Wiersze danych adnotacji ramek:
────────────────

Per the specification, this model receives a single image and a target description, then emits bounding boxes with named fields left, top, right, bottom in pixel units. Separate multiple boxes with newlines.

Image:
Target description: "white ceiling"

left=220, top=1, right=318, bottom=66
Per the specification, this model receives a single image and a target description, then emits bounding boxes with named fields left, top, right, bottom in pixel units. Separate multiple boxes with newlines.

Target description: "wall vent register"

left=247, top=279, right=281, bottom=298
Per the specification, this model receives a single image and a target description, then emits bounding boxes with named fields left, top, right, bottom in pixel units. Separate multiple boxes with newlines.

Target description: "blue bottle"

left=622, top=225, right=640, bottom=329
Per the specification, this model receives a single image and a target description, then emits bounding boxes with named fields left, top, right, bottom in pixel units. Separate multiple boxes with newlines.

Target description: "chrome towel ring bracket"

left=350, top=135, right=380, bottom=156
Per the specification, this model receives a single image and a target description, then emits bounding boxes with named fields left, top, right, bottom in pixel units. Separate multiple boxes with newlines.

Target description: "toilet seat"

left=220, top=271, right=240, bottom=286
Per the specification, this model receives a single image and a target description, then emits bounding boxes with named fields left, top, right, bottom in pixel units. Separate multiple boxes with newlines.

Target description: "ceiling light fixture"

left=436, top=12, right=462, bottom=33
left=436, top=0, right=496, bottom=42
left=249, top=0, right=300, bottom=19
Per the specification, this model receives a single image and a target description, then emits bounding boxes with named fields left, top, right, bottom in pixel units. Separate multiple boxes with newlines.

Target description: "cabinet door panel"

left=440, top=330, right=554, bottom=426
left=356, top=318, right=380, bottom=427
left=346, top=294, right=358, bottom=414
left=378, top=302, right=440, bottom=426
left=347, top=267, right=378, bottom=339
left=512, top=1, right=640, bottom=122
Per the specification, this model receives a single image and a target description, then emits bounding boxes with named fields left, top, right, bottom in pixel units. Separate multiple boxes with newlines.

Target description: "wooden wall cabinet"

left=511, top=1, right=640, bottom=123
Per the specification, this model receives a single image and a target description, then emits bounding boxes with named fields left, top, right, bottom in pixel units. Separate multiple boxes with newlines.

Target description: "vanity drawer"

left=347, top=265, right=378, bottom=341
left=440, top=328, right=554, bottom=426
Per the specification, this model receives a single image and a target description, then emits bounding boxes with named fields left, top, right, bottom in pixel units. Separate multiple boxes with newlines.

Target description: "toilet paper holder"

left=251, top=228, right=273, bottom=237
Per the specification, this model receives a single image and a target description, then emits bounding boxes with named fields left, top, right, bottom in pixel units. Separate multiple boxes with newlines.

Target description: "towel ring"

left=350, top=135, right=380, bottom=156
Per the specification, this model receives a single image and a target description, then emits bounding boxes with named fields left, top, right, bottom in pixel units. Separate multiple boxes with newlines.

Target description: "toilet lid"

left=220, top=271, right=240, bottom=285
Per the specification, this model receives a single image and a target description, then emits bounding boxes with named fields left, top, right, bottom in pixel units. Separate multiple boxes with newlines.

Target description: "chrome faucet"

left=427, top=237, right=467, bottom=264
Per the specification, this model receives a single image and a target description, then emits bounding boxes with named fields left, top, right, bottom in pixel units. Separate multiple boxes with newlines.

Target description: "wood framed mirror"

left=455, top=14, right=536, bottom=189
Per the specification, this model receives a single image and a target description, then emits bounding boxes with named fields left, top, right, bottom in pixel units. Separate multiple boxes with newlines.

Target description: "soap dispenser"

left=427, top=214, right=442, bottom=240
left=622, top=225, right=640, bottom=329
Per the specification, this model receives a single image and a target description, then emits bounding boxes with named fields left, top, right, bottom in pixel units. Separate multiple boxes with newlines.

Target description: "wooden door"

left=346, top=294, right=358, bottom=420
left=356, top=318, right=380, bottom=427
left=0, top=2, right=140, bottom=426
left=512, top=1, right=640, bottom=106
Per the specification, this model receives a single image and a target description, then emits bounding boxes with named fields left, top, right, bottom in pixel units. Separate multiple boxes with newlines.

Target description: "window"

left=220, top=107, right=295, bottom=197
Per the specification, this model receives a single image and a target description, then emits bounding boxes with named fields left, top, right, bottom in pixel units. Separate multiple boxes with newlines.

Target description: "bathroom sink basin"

────────────────

Zadanie — Czy możesz przepisać odcinek materiału od samego początku aż po wiersz zawierający „left=249, top=0, right=300, bottom=19” (oba końce włącznie), przeskalowując w odpowiedziach każdą liczbę, czyli współrzędne ramek, przez pomnożenie jej przez 1,7 i zaokrąglenie do liczby całkowitej z połówkami w górę? Resztę tekstu tego odcinka zostaw bez zmian.

Odpowiedź —
Per the specification, this model receives a single image and a target description, then emits bounding boxes with named fields left, top, right, bottom in pixel units. Separate multiple boxes with newlines.

Image:
Target description: "white ceiling"

left=374, top=2, right=541, bottom=112
Per the specification, this model receives a single image and a target description, then emits bounding boxes with named fields left, top, right, bottom in pixel units. Separate multiple boxes with newlines.

Target description: "wall vent register"

left=420, top=474, right=478, bottom=507
Per the specification, this model receives a single image and a target description, then emits bounding boxes with named fields left, top, right, bottom in pixel units. Separate multiple boxes with newlines.

Target description: "blue bottle"

left=1057, top=383, right=1088, bottom=559
Per the specification, this model receives a single image and a target description, then emits bounding boxes with named fields left, top, right, bottom in pixel units. Separate multiple boxes with newlines.

Target description: "chrome towel ring bracket"

left=595, top=230, right=646, bottom=265
Per the specification, this model receives a single image and a target description, then emits bounding boxes with named fields left, top, right, bottom in pixel units. Separate multiple boxes with newlines.

Target description: "toilet seat"

left=374, top=461, right=408, bottom=486
Per the specification, this model receives a single image and a target description, then emits bounding boxes with named fields left, top, right, bottom in pixel units. Separate multiple boxes with newlines.

Target description: "ceiling light fixture"

left=741, top=20, right=785, bottom=56
left=741, top=0, right=843, bottom=71
left=423, top=0, right=510, bottom=32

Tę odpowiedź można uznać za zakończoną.